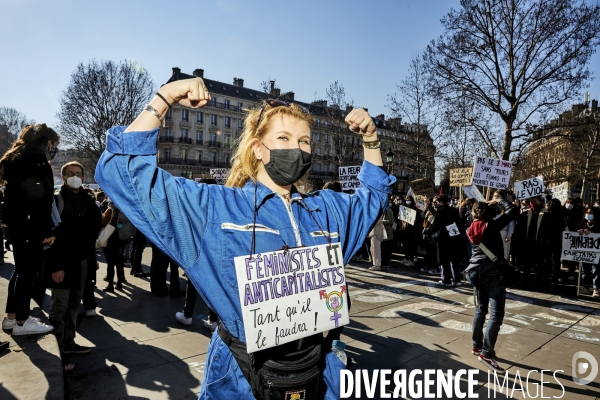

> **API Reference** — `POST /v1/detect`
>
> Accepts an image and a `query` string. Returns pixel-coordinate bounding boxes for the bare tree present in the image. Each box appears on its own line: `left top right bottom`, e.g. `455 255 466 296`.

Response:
0 107 35 154
425 0 600 160
387 54 441 178
57 60 154 171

▸ **WHAT YOU SHOULD DO**:
Reproduce the records above word for word, omitting the pictures.

▸ **RESULT**:
> **API Reference** — `POST /v1/detect`
>
> Accepts an image and a `query` string. Returns pixel-coordinate bounding boxes for the bare tree present in the image. Each box appears on its own line: `left top right bottom`, e.g. `455 255 466 296`.

Response:
0 107 35 154
425 0 600 160
387 54 441 178
57 60 154 171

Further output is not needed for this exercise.